**AIM OF THE EXERCISE**
Pull out every line of the items below and reproduce each one unchanged, character for character.

**DATA LINES**
>>>>
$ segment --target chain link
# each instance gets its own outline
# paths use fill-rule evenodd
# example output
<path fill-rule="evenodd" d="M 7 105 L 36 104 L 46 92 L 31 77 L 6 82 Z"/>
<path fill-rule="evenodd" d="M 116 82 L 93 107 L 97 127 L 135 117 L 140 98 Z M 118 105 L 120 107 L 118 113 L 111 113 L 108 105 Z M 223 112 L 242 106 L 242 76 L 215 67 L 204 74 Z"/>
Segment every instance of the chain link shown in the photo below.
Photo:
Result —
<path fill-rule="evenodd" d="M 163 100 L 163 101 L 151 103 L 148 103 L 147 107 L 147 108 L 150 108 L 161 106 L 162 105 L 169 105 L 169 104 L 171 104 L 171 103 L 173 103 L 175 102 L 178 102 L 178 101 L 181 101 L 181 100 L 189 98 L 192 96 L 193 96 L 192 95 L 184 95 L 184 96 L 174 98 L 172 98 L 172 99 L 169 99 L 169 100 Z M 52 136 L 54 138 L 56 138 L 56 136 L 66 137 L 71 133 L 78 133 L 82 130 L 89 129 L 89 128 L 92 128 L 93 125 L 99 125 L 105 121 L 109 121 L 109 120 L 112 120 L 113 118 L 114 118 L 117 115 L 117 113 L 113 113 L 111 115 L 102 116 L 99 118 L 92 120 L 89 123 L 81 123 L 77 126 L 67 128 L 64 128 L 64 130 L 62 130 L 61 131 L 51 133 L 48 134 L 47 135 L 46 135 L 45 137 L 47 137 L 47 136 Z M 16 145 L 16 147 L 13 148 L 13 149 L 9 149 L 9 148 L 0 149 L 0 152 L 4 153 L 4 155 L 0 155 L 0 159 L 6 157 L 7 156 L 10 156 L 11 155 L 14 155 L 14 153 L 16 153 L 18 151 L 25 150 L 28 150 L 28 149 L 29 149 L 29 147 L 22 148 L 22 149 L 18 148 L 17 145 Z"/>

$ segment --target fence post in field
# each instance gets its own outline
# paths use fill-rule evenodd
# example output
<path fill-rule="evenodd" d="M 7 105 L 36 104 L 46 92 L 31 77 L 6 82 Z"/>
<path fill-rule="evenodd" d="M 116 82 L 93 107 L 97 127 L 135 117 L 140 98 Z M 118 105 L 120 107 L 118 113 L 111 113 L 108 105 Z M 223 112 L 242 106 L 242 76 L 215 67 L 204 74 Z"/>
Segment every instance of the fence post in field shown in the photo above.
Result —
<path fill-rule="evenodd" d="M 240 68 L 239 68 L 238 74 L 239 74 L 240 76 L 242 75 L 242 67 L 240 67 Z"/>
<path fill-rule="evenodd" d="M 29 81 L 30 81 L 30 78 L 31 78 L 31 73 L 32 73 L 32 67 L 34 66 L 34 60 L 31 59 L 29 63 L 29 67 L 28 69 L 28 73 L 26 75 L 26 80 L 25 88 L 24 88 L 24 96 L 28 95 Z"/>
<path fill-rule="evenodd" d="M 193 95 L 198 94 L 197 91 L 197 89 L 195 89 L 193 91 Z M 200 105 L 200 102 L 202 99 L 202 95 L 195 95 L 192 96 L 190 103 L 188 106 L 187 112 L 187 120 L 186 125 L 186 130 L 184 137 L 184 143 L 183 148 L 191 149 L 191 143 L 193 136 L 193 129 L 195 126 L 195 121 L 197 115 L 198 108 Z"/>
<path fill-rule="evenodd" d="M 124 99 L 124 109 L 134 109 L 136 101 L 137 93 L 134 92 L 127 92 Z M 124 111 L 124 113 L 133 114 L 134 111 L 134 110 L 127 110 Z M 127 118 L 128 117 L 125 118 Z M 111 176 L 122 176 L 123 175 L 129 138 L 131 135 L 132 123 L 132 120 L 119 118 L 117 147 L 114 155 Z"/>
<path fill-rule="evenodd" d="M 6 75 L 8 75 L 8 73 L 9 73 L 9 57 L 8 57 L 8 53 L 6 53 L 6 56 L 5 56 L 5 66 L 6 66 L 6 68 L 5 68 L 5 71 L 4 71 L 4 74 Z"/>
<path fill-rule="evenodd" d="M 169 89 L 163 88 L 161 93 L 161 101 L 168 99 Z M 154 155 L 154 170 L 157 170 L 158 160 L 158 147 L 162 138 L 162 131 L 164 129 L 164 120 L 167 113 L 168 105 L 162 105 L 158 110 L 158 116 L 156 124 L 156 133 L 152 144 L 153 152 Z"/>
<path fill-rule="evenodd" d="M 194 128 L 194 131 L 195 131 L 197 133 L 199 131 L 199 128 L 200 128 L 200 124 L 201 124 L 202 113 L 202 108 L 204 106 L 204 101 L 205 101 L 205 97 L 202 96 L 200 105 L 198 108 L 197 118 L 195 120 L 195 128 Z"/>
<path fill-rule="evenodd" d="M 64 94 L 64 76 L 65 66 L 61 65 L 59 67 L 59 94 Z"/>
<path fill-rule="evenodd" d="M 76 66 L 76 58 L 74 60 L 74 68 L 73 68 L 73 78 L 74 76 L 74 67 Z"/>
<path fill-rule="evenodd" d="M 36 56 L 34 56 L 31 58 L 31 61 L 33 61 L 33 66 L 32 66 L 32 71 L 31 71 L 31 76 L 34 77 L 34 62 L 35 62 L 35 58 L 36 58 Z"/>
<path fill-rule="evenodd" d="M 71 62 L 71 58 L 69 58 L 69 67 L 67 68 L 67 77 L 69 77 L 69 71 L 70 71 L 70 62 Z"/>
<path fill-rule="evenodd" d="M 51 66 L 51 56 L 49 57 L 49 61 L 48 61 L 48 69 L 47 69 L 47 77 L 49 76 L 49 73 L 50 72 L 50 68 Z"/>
<<<<
**TASK RESPONSE**
$ segment --target chain link
# each instance gets its own outline
# paths use fill-rule evenodd
# example output
<path fill-rule="evenodd" d="M 7 105 L 36 104 L 46 92 L 31 77 L 6 82 Z"/>
<path fill-rule="evenodd" d="M 116 82 L 93 107 L 97 127 L 135 117 L 140 98 Z M 118 105 L 120 107 L 118 113 L 111 113 L 108 105 Z M 223 112 L 242 106 L 242 76 L 215 67 L 204 74 Z"/>
Segment every instance of the chain link shown in the photo below.
Photo:
Result —
<path fill-rule="evenodd" d="M 163 100 L 163 101 L 151 103 L 148 103 L 147 107 L 147 108 L 150 108 L 161 106 L 162 105 L 169 105 L 169 104 L 171 104 L 171 103 L 173 103 L 175 102 L 178 102 L 178 101 L 181 101 L 181 100 L 189 98 L 192 96 L 193 96 L 192 95 L 184 95 L 184 96 L 174 98 L 172 98 L 172 99 L 169 99 L 169 100 Z M 52 136 L 54 138 L 56 138 L 56 136 L 66 137 L 71 133 L 78 133 L 82 130 L 89 129 L 89 128 L 92 128 L 93 125 L 99 125 L 105 121 L 109 121 L 109 120 L 112 120 L 113 118 L 114 118 L 117 115 L 117 113 L 113 113 L 111 115 L 102 116 L 99 118 L 92 120 L 89 123 L 81 123 L 77 126 L 67 128 L 64 128 L 64 130 L 62 130 L 61 131 L 51 133 L 48 134 L 47 135 L 46 135 L 45 137 L 47 137 L 47 136 Z M 16 145 L 16 147 L 13 148 L 13 149 L 9 149 L 9 148 L 0 149 L 0 152 L 4 153 L 4 155 L 0 155 L 0 159 L 6 157 L 7 156 L 10 156 L 11 155 L 14 155 L 14 153 L 16 153 L 18 151 L 25 150 L 28 150 L 28 149 L 29 149 L 29 147 L 22 148 L 22 149 L 18 148 L 17 145 Z"/>

$ segment --target fence post in field
# each instance gets its own outline
# paths use fill-rule evenodd
# example output
<path fill-rule="evenodd" d="M 7 105 L 36 104 L 46 92 L 31 77 L 6 82 Z"/>
<path fill-rule="evenodd" d="M 116 82 L 93 107 L 97 127 L 135 117 L 140 98 Z M 118 105 L 120 107 L 118 113 L 111 113 L 108 105 Z M 223 112 L 242 106 L 242 76 L 215 67 L 204 74 Z"/>
Segment every instance of the fence post in field shown in the photo above.
Result —
<path fill-rule="evenodd" d="M 240 68 L 239 68 L 238 74 L 239 74 L 240 76 L 242 75 L 242 67 L 240 67 Z"/>
<path fill-rule="evenodd" d="M 29 81 L 30 81 L 30 78 L 31 78 L 31 73 L 32 73 L 32 67 L 34 66 L 34 60 L 31 59 L 29 63 L 29 67 L 28 69 L 28 73 L 26 75 L 26 80 L 25 88 L 24 88 L 24 96 L 28 95 Z"/>
<path fill-rule="evenodd" d="M 193 95 L 198 94 L 197 91 L 197 89 L 195 89 L 193 91 Z M 200 105 L 200 102 L 202 99 L 202 95 L 195 95 L 192 96 L 190 103 L 188 106 L 187 112 L 187 120 L 186 125 L 186 130 L 184 137 L 184 143 L 183 148 L 191 149 L 191 143 L 193 136 L 193 129 L 195 126 L 195 121 L 197 115 L 198 108 Z"/>
<path fill-rule="evenodd" d="M 124 99 L 124 109 L 134 109 L 136 101 L 137 93 L 134 92 L 127 92 Z M 124 111 L 124 113 L 133 114 L 134 111 L 134 110 L 127 110 Z M 127 118 L 128 117 L 125 118 Z M 111 176 L 122 176 L 123 175 L 129 138 L 131 135 L 132 123 L 132 120 L 119 118 L 117 147 L 114 155 Z"/>
<path fill-rule="evenodd" d="M 6 75 L 8 75 L 8 73 L 9 73 L 9 57 L 8 57 L 8 53 L 6 53 L 6 56 L 5 56 L 5 66 L 6 66 L 6 68 L 5 68 L 5 71 L 4 71 L 4 74 Z"/>
<path fill-rule="evenodd" d="M 169 89 L 163 88 L 161 93 L 161 101 L 168 99 Z M 154 155 L 154 170 L 157 170 L 158 160 L 158 147 L 162 138 L 162 131 L 164 129 L 164 120 L 167 113 L 168 105 L 162 105 L 158 110 L 158 116 L 156 124 L 156 133 L 152 144 L 153 152 Z"/>
<path fill-rule="evenodd" d="M 194 128 L 194 131 L 195 131 L 197 133 L 199 131 L 199 128 L 200 128 L 200 124 L 201 124 L 202 113 L 202 108 L 204 106 L 204 101 L 205 101 L 205 97 L 202 96 L 200 105 L 198 108 L 197 118 L 195 120 L 195 128 Z"/>
<path fill-rule="evenodd" d="M 64 94 L 64 76 L 65 66 L 61 65 L 59 67 L 59 94 Z"/>
<path fill-rule="evenodd" d="M 76 66 L 76 58 L 74 60 L 74 68 L 73 68 L 73 78 L 74 76 L 74 67 Z"/>
<path fill-rule="evenodd" d="M 36 56 L 34 56 L 31 58 L 31 61 L 33 61 L 33 66 L 32 66 L 32 71 L 31 71 L 31 76 L 34 77 L 34 62 L 35 62 L 35 58 L 36 58 Z"/>
<path fill-rule="evenodd" d="M 71 62 L 71 58 L 69 58 L 69 67 L 67 68 L 67 77 L 69 77 L 69 71 L 70 71 L 70 62 Z"/>
<path fill-rule="evenodd" d="M 51 66 L 51 56 L 49 57 L 49 61 L 48 61 L 48 69 L 47 69 L 47 77 L 49 76 L 49 73 L 50 72 L 50 68 Z"/>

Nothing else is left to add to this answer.